Task material
=-=-=-=-=

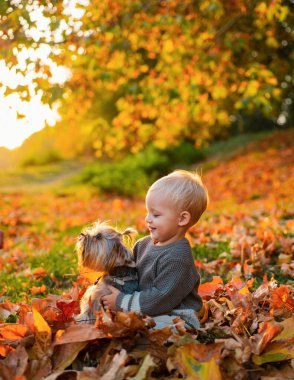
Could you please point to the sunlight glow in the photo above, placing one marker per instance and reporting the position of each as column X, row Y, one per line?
column 14, row 131
column 19, row 118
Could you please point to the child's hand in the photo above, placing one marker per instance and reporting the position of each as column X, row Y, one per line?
column 109, row 301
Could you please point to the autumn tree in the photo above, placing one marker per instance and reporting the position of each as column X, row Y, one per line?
column 152, row 71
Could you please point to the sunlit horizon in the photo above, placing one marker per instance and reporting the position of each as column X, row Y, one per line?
column 19, row 120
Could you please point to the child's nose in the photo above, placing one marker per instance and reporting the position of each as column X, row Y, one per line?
column 147, row 218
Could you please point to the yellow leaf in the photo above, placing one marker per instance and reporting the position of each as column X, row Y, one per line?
column 40, row 323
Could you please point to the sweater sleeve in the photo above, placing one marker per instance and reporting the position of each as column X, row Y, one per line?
column 174, row 282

=-=-=-=-=

Job
Rewrite all of the records above, substituting "mark" for every occurrence of "point to" and leaving everything else unchanged. Omit the pictures from your answer.

The answer
Could you please mark the sunlight glow in the photo above, placing one marker per instance and reporting the position of each as column X, row Y, one per line?
column 14, row 131
column 19, row 118
Could you please mark the child's hand in the photo above, placing one marker per instance and reporting the position of each as column X, row Y, one per line?
column 109, row 301
Could you please mark the autumn tree in the photo above, placing one marker per instance and reporting the position of each as column X, row Y, one per line?
column 152, row 71
Could you please mark the sunlit horizon in the photo above, placing one marker per instance and reporting the position of each as column X, row Y, one per line?
column 19, row 120
Could you please mark the child's nose in the photo above, placing one marker per instance and reporting the position of each as column X, row Y, one per line?
column 147, row 218
Could you please mark the yellow leaf in the photo above, placing one marker per instance and reporting the position of each as column X, row Y, one per line?
column 40, row 323
Could you please mark the sweater sleeve in the photo above, placing one marker per instance and reporting the position of each as column X, row Y, one per line?
column 174, row 282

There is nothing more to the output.